> [Task statement]
Lines that include the string "tree" are the ones to copy from the entries below.

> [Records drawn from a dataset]
· · · · ·

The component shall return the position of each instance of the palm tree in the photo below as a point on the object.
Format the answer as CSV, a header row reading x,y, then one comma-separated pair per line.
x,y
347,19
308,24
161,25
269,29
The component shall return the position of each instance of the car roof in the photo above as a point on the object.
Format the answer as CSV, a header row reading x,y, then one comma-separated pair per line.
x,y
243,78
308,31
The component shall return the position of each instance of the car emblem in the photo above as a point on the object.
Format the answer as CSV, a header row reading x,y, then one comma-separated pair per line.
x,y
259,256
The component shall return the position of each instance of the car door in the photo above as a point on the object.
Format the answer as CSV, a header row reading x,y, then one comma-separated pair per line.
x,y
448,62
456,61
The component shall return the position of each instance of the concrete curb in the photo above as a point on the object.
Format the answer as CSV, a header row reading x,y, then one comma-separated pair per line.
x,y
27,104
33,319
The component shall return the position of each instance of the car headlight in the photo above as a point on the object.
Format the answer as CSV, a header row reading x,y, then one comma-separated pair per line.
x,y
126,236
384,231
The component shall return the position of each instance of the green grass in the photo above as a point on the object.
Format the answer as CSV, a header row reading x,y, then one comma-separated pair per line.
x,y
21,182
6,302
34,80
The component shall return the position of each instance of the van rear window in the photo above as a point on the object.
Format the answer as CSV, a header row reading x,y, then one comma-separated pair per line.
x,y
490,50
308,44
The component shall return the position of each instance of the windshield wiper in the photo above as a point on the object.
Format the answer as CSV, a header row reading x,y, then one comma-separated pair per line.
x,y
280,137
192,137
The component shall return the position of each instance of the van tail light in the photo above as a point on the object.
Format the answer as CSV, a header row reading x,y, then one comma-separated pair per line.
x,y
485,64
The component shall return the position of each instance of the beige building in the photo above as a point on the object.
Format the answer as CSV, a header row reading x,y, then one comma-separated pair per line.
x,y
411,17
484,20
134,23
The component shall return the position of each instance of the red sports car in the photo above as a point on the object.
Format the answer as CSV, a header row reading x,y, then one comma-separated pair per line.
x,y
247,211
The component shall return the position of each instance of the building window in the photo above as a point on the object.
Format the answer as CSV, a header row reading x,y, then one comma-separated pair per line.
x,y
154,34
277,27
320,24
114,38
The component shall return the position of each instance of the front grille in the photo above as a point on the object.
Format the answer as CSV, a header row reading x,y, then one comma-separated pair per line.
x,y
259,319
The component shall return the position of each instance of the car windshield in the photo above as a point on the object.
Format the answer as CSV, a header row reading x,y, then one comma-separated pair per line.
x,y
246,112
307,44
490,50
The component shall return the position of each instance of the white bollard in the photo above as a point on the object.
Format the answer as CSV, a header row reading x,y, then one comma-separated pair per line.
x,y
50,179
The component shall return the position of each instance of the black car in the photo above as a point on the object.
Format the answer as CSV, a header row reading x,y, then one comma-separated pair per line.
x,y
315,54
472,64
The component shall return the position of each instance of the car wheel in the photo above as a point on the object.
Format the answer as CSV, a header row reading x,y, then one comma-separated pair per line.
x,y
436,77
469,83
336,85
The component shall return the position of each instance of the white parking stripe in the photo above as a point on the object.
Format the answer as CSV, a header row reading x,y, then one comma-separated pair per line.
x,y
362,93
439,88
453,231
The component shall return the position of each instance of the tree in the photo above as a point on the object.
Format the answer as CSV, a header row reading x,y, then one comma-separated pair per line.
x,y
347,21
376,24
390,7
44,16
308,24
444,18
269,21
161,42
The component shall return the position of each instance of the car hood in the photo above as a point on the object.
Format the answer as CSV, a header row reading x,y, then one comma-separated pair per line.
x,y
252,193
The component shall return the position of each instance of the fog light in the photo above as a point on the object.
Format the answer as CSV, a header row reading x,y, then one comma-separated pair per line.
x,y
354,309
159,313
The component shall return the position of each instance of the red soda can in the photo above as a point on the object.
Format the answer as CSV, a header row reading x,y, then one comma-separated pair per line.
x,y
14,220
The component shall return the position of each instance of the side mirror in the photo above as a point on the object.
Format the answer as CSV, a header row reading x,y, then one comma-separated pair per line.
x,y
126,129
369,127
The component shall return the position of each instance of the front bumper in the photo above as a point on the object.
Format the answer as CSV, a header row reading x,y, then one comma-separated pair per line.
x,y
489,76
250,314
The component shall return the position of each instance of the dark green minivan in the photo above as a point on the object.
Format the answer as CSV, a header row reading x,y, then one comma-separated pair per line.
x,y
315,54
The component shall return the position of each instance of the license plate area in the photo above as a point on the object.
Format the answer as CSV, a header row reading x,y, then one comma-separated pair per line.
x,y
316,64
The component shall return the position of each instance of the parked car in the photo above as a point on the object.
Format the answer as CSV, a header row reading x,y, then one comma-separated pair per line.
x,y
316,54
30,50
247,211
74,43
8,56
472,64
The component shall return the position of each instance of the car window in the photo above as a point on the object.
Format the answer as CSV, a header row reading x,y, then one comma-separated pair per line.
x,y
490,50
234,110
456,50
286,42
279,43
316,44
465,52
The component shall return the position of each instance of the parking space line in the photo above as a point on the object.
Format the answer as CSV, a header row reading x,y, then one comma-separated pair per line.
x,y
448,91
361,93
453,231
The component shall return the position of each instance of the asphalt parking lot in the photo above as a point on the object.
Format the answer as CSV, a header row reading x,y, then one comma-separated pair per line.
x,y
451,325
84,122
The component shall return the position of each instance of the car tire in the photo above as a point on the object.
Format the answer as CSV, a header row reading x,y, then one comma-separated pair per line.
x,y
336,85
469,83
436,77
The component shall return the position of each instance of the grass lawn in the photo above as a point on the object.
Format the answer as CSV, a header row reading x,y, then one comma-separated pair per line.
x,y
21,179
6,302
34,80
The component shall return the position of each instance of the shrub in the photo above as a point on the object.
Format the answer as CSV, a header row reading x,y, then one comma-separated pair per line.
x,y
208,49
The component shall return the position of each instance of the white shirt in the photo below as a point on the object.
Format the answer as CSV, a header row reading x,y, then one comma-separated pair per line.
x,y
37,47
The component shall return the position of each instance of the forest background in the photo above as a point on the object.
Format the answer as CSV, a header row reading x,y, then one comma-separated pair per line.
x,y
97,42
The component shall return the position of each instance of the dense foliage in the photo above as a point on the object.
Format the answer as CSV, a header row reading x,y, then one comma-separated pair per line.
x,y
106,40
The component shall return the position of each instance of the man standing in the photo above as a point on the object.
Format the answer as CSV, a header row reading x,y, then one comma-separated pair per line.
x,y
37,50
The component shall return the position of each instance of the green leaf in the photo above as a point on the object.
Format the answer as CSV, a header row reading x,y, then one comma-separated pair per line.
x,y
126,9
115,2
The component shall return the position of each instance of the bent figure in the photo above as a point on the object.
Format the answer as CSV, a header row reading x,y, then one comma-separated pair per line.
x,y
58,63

· · · · ·

> [Exercise response]
The component shall return the position of each instance of the palm tree in the photo below as a point on the object.
The component shall return the position of each instance of the tree in the photo above as a point on the object.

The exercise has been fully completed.